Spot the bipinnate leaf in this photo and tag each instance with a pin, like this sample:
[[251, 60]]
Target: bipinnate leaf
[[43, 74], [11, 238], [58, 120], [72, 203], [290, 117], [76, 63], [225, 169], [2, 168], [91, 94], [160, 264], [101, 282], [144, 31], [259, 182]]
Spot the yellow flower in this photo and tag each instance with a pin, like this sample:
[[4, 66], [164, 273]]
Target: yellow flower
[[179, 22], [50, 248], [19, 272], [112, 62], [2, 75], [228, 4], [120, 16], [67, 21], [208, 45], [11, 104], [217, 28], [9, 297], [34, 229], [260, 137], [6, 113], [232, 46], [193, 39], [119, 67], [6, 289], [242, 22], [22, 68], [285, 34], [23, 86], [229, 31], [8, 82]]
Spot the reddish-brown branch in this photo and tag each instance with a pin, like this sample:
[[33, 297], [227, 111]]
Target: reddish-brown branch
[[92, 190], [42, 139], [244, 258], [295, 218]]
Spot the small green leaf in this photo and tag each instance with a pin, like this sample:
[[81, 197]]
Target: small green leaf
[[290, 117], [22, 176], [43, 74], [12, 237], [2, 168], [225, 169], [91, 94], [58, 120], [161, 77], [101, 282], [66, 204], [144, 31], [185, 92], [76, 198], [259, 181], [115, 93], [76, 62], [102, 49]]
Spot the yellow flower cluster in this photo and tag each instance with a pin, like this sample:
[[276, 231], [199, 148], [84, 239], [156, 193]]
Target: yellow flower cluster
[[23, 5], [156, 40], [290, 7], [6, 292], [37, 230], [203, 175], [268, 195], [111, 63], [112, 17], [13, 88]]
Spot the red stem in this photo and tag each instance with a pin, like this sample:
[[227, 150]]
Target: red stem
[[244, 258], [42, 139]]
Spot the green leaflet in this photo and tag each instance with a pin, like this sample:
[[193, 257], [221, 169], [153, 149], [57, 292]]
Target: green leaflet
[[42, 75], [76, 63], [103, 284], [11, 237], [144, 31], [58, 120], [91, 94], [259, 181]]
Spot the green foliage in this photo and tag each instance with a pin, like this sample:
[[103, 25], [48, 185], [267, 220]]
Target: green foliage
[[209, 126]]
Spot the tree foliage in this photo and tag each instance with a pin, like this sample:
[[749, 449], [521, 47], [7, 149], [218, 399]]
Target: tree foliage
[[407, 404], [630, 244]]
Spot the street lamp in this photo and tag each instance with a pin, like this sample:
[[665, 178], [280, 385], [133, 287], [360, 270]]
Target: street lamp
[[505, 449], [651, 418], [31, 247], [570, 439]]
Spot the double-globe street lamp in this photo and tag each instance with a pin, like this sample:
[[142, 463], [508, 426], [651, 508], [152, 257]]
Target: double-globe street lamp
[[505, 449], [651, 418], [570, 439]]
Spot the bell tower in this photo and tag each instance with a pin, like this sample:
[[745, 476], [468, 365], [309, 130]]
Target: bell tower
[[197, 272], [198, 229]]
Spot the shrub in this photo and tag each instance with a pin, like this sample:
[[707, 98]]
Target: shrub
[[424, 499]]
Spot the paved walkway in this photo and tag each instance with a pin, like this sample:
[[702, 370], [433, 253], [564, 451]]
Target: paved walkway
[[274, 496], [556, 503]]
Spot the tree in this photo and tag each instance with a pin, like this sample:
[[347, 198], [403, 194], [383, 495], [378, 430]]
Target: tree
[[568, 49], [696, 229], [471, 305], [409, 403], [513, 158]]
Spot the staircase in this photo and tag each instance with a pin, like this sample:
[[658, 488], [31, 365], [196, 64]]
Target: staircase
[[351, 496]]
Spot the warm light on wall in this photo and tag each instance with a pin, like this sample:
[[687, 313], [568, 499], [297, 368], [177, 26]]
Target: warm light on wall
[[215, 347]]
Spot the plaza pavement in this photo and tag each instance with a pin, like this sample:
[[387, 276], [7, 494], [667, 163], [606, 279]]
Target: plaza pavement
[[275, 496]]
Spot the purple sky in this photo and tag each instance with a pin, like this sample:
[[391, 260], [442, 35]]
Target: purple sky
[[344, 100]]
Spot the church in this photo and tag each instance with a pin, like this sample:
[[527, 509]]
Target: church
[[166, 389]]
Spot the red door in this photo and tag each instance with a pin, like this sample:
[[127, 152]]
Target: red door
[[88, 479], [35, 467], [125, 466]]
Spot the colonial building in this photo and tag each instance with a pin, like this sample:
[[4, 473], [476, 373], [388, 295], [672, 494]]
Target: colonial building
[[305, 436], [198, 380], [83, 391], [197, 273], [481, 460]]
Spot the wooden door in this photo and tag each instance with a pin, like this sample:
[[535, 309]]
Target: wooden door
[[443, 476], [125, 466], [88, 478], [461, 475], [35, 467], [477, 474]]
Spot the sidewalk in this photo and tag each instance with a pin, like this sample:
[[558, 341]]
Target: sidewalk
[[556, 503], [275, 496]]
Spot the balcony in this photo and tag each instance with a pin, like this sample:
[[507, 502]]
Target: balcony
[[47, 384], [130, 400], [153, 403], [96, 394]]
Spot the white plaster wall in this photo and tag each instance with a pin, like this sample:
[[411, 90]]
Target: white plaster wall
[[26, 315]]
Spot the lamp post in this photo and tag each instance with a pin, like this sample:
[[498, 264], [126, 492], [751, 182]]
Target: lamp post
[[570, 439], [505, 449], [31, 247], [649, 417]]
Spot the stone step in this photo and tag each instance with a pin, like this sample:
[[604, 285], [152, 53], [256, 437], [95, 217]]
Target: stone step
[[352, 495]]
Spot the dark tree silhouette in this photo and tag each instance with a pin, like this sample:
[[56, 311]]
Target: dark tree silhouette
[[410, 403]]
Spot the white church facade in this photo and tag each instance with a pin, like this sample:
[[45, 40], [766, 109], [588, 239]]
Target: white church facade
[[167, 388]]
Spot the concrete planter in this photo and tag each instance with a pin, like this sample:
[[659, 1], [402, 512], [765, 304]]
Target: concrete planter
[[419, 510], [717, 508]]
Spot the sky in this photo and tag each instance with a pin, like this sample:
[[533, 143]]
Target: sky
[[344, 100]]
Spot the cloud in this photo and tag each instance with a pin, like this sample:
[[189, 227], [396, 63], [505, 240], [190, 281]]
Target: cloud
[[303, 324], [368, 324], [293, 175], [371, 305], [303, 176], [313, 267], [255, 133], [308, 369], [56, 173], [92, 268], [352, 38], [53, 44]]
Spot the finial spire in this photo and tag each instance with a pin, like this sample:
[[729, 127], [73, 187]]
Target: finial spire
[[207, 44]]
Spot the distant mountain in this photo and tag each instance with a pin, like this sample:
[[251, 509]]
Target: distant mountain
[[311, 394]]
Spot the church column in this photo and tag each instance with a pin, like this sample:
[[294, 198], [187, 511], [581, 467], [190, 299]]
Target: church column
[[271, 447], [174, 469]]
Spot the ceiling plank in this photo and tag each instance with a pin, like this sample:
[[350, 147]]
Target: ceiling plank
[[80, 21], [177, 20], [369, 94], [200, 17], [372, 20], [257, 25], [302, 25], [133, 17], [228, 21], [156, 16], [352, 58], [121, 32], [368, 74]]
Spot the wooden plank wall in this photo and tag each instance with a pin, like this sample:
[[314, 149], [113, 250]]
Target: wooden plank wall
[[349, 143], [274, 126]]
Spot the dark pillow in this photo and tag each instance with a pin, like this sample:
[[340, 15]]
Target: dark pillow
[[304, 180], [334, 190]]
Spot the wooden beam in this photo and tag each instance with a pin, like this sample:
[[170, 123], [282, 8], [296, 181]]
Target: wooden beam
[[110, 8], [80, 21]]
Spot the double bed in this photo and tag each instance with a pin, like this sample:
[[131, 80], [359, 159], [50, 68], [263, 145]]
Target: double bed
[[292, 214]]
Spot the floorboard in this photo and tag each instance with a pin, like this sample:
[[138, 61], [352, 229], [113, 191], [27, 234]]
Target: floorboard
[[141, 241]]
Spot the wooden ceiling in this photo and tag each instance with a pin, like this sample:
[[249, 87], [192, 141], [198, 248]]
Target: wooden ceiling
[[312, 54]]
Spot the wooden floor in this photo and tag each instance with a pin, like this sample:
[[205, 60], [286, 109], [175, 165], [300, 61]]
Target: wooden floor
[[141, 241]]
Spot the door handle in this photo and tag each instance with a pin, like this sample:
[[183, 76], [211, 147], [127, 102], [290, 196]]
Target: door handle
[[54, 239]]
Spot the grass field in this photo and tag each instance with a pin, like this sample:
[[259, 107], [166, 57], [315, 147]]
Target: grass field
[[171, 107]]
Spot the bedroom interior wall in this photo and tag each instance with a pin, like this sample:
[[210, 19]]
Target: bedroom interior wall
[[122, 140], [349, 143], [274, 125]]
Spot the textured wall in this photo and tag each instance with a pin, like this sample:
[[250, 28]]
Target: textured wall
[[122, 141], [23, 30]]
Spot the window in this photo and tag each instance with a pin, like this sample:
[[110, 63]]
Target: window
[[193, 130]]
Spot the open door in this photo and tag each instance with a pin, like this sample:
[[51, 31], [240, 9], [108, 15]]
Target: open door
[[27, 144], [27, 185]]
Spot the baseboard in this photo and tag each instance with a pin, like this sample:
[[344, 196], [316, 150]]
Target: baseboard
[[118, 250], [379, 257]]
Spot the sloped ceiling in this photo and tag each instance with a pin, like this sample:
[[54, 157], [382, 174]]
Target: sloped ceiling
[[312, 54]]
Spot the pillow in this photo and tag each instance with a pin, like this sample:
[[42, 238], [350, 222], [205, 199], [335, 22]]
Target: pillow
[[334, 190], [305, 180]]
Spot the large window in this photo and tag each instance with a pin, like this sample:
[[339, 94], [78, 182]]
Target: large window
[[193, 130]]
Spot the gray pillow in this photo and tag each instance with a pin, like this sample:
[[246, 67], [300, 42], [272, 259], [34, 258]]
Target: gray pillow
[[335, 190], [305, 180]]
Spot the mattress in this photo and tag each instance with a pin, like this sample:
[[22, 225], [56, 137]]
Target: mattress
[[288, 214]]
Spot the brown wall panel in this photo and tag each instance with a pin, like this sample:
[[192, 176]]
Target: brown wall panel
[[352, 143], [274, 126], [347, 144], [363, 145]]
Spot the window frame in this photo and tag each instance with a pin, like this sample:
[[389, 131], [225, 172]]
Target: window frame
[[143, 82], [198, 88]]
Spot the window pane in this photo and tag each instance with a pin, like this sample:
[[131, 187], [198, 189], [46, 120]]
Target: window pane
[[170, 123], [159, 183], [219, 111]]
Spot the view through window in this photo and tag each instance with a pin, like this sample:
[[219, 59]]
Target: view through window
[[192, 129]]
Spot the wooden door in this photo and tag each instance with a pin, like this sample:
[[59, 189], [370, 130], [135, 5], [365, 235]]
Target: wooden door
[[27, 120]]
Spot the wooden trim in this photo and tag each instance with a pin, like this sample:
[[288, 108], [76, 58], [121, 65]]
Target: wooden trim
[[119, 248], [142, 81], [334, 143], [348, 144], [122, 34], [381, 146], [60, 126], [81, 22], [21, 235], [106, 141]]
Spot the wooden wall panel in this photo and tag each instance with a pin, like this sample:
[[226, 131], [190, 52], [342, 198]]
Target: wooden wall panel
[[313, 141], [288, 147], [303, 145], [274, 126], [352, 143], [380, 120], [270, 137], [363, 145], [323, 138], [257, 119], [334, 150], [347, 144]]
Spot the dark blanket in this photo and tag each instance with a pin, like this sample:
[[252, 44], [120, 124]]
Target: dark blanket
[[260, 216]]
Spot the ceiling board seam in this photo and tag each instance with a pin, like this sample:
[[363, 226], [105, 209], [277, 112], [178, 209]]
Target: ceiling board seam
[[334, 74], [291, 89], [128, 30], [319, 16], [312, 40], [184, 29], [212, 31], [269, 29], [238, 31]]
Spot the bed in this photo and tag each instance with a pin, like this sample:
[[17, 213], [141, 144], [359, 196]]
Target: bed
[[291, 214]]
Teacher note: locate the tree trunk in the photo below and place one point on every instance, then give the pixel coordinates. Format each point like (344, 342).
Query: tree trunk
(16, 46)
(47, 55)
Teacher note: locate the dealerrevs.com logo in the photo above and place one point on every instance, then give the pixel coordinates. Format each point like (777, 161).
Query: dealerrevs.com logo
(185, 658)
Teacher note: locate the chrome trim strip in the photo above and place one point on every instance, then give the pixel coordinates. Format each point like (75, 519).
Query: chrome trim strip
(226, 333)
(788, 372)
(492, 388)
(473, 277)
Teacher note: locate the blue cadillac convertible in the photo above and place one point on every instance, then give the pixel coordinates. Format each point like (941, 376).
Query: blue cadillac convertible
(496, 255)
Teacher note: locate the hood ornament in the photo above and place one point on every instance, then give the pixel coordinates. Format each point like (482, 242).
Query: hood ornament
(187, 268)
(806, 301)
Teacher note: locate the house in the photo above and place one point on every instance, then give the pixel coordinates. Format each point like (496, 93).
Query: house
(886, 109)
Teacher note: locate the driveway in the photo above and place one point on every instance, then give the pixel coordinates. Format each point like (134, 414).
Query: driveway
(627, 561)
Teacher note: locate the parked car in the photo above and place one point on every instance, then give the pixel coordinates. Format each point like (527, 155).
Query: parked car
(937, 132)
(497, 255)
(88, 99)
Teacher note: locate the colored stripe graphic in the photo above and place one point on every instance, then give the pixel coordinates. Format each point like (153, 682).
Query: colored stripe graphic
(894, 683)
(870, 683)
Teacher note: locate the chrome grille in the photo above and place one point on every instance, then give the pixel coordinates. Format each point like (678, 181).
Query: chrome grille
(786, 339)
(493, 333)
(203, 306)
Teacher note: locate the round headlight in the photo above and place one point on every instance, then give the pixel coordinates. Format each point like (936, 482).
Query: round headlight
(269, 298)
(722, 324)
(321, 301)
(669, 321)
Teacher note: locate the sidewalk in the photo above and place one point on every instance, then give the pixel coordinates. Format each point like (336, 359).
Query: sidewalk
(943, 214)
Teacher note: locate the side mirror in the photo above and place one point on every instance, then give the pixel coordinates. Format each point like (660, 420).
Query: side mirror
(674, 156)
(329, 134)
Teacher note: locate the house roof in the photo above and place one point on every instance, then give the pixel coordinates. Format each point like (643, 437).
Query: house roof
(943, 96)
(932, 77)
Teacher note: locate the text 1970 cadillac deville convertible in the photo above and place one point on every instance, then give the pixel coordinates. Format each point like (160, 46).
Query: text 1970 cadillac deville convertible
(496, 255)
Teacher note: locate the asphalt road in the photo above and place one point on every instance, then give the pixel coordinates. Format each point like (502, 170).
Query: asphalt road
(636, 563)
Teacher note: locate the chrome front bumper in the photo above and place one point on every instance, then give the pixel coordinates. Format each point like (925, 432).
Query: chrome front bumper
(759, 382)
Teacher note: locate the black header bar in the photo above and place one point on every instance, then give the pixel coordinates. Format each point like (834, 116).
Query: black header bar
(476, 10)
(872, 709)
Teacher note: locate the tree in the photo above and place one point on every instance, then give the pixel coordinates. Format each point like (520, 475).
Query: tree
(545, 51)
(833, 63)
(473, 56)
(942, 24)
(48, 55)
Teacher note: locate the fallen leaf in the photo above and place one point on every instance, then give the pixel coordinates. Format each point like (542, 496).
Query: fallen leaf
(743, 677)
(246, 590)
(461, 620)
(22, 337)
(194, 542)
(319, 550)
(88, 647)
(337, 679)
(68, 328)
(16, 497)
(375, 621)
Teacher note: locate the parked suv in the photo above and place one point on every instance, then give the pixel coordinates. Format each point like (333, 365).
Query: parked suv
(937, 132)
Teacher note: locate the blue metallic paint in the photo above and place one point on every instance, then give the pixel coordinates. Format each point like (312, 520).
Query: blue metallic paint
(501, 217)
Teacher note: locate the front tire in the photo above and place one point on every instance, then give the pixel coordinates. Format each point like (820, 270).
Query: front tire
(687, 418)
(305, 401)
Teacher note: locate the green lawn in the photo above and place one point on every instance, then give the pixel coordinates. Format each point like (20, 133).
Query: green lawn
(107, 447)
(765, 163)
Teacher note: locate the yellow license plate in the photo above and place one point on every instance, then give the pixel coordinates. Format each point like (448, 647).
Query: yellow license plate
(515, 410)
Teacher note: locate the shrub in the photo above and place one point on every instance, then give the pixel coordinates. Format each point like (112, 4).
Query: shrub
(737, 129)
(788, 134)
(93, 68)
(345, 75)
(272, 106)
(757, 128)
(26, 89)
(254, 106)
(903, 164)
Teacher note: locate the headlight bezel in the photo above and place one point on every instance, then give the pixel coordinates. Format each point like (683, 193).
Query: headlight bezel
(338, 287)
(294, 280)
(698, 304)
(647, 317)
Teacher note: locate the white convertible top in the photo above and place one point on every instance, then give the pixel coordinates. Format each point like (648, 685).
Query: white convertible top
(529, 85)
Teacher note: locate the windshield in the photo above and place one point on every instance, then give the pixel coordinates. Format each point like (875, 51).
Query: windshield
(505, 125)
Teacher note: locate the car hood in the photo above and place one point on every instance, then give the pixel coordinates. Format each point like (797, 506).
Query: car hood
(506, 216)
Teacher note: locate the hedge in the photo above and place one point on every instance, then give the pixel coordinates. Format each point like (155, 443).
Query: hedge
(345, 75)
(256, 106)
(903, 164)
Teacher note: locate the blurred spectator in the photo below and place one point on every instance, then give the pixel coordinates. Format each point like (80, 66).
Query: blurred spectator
◆ ◆ ◆
» Problem details:
What is needed is the count of lines in the records that include the word "spectator", with no other text.

» Result:
2